» Study text
======

The Reporter (Lansdale, PA)

Hobbled by chip, other shortages, GM profit slides 40% in Q2

- By Tom Krisher

General Motors’ second-quarter net income fell 40% from a year ago as computer chip and parts shortages hobbled factory output and drove the company’s U.S. sales down more than 15%.

The Detroit automaker earned $1.67 billion from April through June, in part because it couldn’t deliver 95,000 vehicles because they were built without one part or another. A year ago, it made $2.79 billion.

Although the company said it’s preparing for an economic downturn, it stuck to its prior earnings guidance for the full year.

Unlike Walmart, which on Monday lowered its profit outlook for year and said that consumers are cutting back on discretion­ary spending, GM said demand remains strong for its vehicles.

“Right now, we can’t build enough full-size trucks and SUVs,” CEO Mary Barra told analysts Tuesday. “A lot of these vehicles, we have customers waiting for them.”

======

» Data for analysis
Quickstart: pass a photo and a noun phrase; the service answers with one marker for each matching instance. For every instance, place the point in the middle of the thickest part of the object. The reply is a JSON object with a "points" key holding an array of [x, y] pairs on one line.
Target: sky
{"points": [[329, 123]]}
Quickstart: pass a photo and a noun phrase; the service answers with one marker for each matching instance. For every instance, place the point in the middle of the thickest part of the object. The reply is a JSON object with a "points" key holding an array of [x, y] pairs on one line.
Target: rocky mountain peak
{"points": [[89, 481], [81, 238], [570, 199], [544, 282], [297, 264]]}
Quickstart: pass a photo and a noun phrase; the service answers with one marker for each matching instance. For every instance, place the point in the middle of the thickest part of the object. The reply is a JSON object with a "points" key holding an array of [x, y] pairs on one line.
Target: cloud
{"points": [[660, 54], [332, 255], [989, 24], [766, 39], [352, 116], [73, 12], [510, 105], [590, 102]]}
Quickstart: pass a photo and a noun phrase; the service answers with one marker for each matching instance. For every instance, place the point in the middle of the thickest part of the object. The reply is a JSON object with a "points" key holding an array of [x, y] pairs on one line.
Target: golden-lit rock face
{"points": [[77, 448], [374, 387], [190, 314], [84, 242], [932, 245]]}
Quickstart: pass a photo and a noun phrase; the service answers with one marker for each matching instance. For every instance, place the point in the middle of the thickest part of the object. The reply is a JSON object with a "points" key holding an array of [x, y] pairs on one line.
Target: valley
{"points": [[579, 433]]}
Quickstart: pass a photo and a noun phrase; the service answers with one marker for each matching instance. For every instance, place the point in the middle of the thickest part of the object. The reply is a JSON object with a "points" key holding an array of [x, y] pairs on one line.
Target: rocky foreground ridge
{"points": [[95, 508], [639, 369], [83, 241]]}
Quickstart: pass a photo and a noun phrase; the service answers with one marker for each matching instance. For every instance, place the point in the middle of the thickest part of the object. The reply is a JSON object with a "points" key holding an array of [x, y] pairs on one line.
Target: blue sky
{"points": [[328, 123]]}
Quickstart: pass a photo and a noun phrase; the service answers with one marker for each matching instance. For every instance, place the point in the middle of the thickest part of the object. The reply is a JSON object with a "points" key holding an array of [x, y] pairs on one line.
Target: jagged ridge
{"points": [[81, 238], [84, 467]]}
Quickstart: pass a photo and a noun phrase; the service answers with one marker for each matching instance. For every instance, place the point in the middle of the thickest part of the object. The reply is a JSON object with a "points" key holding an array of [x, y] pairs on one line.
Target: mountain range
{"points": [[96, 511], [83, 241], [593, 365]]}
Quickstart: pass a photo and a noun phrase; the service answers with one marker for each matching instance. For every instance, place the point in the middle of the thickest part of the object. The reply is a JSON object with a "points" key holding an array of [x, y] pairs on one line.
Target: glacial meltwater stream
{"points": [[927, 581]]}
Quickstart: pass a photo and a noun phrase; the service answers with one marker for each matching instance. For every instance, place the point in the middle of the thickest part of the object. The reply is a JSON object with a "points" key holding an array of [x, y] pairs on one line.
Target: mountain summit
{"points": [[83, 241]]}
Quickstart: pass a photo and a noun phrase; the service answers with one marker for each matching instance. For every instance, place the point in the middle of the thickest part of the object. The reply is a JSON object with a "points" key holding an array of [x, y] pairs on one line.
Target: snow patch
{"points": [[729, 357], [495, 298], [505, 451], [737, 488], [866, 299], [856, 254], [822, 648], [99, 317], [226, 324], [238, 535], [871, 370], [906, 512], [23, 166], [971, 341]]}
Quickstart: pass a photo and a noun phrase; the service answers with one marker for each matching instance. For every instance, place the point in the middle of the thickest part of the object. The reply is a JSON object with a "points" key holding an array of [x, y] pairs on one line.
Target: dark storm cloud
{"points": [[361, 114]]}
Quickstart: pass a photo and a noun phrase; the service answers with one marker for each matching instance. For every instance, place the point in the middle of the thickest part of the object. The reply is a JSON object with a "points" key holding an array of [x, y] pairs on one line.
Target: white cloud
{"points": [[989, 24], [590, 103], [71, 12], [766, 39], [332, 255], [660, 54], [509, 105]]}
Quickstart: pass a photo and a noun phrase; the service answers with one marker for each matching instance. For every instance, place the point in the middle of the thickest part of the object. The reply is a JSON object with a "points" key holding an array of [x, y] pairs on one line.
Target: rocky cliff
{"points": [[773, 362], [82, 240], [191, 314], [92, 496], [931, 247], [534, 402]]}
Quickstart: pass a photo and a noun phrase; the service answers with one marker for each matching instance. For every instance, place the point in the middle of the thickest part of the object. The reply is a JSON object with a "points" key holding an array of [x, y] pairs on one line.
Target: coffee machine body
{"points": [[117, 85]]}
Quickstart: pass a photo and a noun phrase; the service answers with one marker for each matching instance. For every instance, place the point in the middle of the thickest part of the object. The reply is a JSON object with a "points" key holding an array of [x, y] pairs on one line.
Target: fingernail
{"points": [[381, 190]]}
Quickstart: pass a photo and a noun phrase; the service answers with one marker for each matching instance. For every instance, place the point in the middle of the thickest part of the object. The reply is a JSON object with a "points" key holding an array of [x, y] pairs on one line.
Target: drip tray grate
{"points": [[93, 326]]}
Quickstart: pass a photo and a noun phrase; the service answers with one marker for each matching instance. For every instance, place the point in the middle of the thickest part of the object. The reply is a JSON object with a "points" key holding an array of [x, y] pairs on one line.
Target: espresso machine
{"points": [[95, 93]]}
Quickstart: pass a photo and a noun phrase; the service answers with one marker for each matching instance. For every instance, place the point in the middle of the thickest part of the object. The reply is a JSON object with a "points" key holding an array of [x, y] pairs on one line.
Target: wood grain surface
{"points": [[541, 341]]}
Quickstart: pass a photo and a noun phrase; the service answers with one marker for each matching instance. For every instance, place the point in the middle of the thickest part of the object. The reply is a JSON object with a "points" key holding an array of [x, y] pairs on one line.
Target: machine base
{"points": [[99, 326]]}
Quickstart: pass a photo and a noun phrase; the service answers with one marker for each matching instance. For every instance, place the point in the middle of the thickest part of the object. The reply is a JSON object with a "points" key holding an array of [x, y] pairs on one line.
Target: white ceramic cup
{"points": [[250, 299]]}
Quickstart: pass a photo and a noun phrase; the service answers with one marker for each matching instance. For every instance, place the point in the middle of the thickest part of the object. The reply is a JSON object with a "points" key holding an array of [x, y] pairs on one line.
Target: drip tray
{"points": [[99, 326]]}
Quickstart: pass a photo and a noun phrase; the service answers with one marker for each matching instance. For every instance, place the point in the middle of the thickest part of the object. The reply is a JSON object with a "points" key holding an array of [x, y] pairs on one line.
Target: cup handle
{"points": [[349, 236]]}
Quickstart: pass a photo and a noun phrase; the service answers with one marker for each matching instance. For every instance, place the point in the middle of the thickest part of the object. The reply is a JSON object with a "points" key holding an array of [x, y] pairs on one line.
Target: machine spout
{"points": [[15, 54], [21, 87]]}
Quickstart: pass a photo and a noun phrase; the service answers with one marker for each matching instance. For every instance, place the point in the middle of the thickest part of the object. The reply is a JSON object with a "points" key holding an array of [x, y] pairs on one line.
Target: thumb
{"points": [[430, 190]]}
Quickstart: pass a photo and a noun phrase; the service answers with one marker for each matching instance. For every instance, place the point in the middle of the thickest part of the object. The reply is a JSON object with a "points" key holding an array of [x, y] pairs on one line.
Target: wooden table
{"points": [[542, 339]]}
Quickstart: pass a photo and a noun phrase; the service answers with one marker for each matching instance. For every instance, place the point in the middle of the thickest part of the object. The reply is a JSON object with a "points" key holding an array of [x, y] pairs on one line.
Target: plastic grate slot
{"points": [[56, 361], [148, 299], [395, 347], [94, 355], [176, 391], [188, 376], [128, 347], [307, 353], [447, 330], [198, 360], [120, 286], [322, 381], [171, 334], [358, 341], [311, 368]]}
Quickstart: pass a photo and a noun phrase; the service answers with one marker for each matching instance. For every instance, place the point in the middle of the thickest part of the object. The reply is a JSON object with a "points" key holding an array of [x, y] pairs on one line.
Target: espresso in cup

======

» Task item
Extend the news article about GM's second-quarter profit drop, beginning after Mary Barra's quote about customers waiting for vehicles.

» Reply to the task
And even when pentup demand starts to wane, Barra said GM still has to build inventorie­s more toward normal levels. The company has a only a 10to 15-day supply on dealer lots, when automakers used to target having 60 days. Barra said GM will restore inventorie­s, but not to traditiona­l levels as it tries to move more toward a customer-ordering model.

GM expects full-year sales to dealers to rise 25% to 30% over last year as the supply of semiconduc­tors improves through the year and into 2023.

But it’s not certain that the year will go exactly as planned. Barra said there are economic concerns, so GM is taking steps to manage costs, including reducing discretion­ary spending and limiting hiring to critical positions needed to support growth. “We also have modeled many downturn scenarios and we are prepared to take deliberate action when and if necessary,” Barra said in a statement.

Chief Financial Officer Paul Jacobson said the company already has started to clear out vehicles that were built without some components and would have them all sold by year’s end.

He said the company restructur­ed years ago, so it doesn’t foresee any layoffs like Tesla, Rivian and other automakers. Crosstown rival Ford reportedly is considerin­g salaried worker cuts to help fund the transition to electric vehicles.

Despite the profit drop, GM held its full-year net income guidance steady at between $9.6 billion and $11.2 billion. The company still expects pretax income of $13 billion to $15 billion.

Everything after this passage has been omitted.